PROBLEM TO WORK ON: Copy exactly, and only, the lines from the line containing "baton on belt." through the last line of the records below, both included.
──────── AVAILABLE DATA
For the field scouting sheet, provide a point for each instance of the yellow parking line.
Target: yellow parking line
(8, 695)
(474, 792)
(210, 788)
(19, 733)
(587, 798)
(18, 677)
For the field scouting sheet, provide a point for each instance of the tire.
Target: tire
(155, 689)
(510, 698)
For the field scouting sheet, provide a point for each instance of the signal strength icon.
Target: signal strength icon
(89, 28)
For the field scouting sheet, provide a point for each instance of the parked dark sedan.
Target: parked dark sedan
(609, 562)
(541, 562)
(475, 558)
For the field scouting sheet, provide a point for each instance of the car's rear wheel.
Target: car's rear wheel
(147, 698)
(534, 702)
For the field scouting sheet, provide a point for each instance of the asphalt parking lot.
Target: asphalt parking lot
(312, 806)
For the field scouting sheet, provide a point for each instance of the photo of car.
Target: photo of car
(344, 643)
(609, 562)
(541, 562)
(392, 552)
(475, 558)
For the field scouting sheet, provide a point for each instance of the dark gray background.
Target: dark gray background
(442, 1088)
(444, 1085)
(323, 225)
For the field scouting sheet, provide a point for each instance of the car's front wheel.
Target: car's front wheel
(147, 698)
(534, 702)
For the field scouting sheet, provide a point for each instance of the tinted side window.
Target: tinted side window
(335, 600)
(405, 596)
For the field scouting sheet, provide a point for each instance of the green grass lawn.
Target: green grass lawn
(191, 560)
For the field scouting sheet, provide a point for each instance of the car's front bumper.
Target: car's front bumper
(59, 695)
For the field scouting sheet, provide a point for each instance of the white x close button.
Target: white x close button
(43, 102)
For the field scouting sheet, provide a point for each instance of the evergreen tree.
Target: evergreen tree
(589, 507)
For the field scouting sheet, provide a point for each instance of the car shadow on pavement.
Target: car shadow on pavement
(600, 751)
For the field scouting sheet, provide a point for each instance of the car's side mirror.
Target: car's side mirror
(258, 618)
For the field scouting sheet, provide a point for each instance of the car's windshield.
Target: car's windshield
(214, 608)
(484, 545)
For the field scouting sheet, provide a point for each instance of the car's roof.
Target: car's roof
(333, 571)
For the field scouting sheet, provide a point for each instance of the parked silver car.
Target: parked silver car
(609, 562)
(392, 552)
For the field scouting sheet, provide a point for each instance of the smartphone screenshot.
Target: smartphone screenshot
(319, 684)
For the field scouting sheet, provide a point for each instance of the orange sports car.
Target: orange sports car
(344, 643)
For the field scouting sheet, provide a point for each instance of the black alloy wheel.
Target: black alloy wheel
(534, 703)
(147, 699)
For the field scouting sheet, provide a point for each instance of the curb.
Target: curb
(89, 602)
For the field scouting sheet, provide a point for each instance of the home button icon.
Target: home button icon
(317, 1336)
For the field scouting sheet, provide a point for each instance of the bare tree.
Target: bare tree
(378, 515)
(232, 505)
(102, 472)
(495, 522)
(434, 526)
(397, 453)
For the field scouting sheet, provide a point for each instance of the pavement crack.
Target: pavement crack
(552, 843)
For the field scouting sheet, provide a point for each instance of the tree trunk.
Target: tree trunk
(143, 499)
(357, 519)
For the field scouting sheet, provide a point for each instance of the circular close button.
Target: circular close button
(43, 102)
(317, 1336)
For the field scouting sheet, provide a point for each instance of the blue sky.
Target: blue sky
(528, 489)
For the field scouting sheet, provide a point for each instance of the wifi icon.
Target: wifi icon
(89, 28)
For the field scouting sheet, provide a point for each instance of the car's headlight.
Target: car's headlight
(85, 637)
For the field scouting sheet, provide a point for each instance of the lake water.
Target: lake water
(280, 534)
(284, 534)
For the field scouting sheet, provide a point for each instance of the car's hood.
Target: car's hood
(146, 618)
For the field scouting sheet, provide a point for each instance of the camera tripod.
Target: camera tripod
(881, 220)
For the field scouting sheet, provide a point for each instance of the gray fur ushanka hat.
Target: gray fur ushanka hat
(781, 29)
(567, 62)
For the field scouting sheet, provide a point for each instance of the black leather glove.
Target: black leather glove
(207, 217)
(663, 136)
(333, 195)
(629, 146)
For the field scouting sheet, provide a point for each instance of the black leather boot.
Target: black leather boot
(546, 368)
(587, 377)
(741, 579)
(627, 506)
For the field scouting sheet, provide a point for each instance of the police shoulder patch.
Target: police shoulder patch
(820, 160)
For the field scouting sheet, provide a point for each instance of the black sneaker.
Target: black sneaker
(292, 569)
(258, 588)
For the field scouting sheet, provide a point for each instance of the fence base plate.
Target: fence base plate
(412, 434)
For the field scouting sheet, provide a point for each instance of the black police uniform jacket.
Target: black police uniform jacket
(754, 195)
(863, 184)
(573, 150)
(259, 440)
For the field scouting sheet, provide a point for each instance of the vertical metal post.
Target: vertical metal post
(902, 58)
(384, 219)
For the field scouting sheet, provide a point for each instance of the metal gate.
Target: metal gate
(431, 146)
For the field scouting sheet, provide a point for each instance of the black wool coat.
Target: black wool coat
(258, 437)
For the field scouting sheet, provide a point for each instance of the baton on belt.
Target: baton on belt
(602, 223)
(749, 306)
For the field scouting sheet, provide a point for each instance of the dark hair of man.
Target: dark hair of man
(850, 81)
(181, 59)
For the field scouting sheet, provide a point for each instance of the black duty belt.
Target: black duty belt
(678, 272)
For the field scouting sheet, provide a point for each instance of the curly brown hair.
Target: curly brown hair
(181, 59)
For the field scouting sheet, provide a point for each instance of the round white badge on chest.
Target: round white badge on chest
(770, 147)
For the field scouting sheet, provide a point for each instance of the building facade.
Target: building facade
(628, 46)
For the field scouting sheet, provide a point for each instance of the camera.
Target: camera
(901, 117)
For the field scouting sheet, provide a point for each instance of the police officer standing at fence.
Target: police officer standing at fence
────────────────
EXERCISE SOLUTION:
For the field scouting sheet, provide a point for each instance of the baton on belt.
Target: baton on belt
(602, 223)
(749, 306)
For the field scouting sheet, provide a point for each instance of the dark hair of man.
Target: dark hair of man
(850, 81)
(181, 59)
For the field scouting sheet, provide a point for each instance of the black duty belt.
Target: black duty belt
(678, 272)
For the field scouting sheet, provide a point for each instance of the curly brown hair.
Target: curly brown hair
(181, 59)
For the field scouting sheet, provide a point for each instance of the round white badge on chest.
Target: round white badge on chest
(770, 147)
For the field scouting sheet, provide a point for each instance of the building facade.
Target: building facade
(628, 46)
For the field scouting sheet, provide a point for each instance of the camera.
Target: camera
(901, 117)
For the field scouting sheet, provide a point for each instance of the police officer standing at fence.
Target: police officer standing at fence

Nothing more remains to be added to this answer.